[Materials provided Boundary: Start]

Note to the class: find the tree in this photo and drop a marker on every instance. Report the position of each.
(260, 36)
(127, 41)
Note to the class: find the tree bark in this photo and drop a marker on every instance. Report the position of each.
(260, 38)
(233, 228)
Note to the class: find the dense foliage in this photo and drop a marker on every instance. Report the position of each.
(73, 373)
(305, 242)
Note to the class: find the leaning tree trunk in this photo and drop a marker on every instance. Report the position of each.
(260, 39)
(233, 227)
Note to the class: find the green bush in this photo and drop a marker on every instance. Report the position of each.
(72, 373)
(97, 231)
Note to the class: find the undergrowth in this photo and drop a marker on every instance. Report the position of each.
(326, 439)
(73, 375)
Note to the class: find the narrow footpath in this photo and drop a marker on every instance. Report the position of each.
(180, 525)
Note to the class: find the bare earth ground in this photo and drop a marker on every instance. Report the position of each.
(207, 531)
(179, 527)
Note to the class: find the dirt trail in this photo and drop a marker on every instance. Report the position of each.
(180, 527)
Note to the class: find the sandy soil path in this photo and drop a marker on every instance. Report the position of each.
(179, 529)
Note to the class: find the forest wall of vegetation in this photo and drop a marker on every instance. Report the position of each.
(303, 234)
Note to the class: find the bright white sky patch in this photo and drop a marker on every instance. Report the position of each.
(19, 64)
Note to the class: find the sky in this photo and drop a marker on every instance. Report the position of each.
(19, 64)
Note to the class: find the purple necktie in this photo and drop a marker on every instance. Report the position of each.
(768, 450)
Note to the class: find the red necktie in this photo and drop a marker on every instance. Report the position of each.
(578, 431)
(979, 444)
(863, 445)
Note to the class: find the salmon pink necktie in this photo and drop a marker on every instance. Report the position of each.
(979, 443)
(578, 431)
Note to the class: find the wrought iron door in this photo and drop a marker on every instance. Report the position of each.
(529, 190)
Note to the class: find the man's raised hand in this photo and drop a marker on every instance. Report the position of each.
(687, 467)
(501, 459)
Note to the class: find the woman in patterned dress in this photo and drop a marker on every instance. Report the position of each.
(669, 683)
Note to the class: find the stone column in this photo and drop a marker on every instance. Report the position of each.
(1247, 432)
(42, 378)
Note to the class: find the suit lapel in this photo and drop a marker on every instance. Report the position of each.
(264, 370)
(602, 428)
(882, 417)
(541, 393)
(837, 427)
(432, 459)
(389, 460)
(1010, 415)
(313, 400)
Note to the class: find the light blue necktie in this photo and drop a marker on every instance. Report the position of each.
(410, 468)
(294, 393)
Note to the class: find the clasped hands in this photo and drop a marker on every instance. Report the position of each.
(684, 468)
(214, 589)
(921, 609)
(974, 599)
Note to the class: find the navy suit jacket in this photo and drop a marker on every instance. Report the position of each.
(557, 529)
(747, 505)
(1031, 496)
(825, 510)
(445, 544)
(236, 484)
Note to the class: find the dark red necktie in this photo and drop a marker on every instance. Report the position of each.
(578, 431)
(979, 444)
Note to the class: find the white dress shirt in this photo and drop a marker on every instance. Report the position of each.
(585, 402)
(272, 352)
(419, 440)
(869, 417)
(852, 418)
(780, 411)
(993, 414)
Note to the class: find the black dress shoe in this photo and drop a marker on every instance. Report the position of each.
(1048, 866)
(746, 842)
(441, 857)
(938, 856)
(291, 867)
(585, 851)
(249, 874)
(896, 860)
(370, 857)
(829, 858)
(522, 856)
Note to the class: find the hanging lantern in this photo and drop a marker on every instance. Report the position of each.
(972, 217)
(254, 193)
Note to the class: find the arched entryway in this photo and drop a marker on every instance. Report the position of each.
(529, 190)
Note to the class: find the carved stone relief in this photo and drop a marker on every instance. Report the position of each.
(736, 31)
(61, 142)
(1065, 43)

[Materials provided Boundary: End]

■ **What to do**
Exactly as given, set down all of the lines above.

■ **Reply**
Note to the class: find the tree in this photo and drop a marker on every instance. Report the position of each.
(260, 36)
(127, 41)
Note to the class: find the tree bark in this photo and drop a marker on every instance. Report the position of each.
(260, 38)
(233, 228)
Note to the class: find the dense foliage in this photo and drop a marker on every instance. Report the position of each.
(73, 373)
(305, 242)
Note to the class: find the leaning tree trunk in this photo and drop a marker on every instance. Report the position of each.
(260, 39)
(233, 227)
Note to the class: find the green bush in this photo and drop a marker on every instance. Report the position of each.
(72, 373)
(97, 231)
Note to the class: find the undergrowth in this photo and drop a marker on every instance. Report the position of each.
(326, 439)
(73, 375)
Note to the class: find the narrow footpath in this photo and drop a marker on every instance. Report the position of each.
(180, 525)
Note to the class: find the bare earth ground in this photo and drop a marker on every instance. Report the position of each.
(207, 531)
(179, 527)
Note to the class: find the dirt trail in this photo and drop a marker on every instance. Report the position of each.
(180, 527)
Note to the class: find the sandy soil path in this photo and drop a marker on every instance. Report the position of each.
(179, 529)
Note to the class: find the forest wall of vegetation in this photo and drop a marker on every instance. Report the position of each.
(303, 234)
Note to the class: find the bright white sky patch in this photo and drop a marker on every instance. Report the position of each.
(19, 64)
Note to the class: find the sky in this photo and drop a marker on every instance. Report the position of each.
(19, 64)
Note to the class: find the purple necktie in this photo and drop a marker on every instance. Report the position of each.
(768, 450)
Note to the class: find the red necktie in this photo and drop a marker on every instance. Report the position of each.
(578, 431)
(979, 444)
(863, 445)
Note to the class: find the salmon pink necktie in this photo and drop a marker on every instance. Report the position of each.
(979, 443)
(578, 431)
Note to the class: find the wrought iron door in this photo and drop a marker on every instance. Report the position of each.
(529, 190)
Note to the class: find the man's raised hand in this photo and drop a marker on every instance. Report the position of each.
(687, 467)
(501, 459)
Note to the class: find the woman in patterned dress in this photo and drop a marker on every instance. Report the position of each.
(669, 683)
Note to the class: find the stone column in this photo and drop a marker on every instance. Report the position of each.
(1247, 432)
(42, 378)
Note to the class: find the suit lapel in this photo and drop a marker on every instance. Report the position of each.
(264, 370)
(602, 428)
(882, 417)
(541, 393)
(837, 427)
(432, 459)
(389, 460)
(1010, 415)
(313, 400)
Note to the class: find the light blue necktie in this photo and drop a marker on every instance. Report the position of each.
(410, 468)
(294, 393)
Note to the class: find the clasped hands in this photo and drop a marker on every instance. Report the position of each.
(684, 468)
(214, 589)
(921, 609)
(974, 599)
Note to the class: find the navy suit jacket in this photo and drop a marker on every instance. Report the position of each.
(557, 529)
(747, 505)
(1031, 496)
(825, 510)
(445, 544)
(236, 484)
Note to the class: find the dark red necktie in this photo and drop a marker on every instance. Report the position of each.
(578, 431)
(979, 444)
Note to the class: find the white dress shirt in this photo and drop a marker on every instance. Report the position of each.
(585, 402)
(272, 352)
(419, 440)
(869, 417)
(852, 418)
(780, 411)
(993, 414)
Note to the class: find the black dress shoe in this photo and drop a marker on every instance. Report the position of each.
(1048, 866)
(746, 842)
(441, 857)
(938, 856)
(291, 867)
(585, 851)
(249, 874)
(896, 860)
(370, 857)
(829, 858)
(522, 856)
Note to the class: find the hanging lantern in this photo and drop a marker on every instance. Report the position of each.
(972, 217)
(254, 193)
Note to the class: find the arched entryway in this photo and drop a marker on every instance. Report the position of each.
(529, 190)
Note to the class: find the carved stone relief in this photo and drop a marker on every instance. Report the position of each.
(736, 31)
(61, 142)
(1065, 43)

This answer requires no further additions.